*Task objective*.
Lines before the one containing "If you could identify the metal" are left out; copy that line and every later line through the end of the data exactly.

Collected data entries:
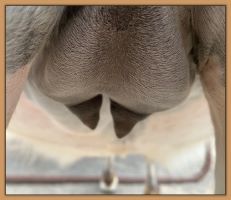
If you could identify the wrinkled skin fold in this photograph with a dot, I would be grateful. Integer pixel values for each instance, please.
(144, 58)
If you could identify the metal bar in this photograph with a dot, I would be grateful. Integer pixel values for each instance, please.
(129, 180)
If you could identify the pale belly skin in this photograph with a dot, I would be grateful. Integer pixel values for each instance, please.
(165, 133)
(142, 60)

*Exercise output*.
If you could identify the metal bar in this photograph with a dot, I would be grateful. Integer pixel values for each instance, please.
(129, 180)
If you could identify the pale belly skin in this photograph with a dot, I would be grateful. Integer pixel values for each instance, please.
(165, 133)
(142, 60)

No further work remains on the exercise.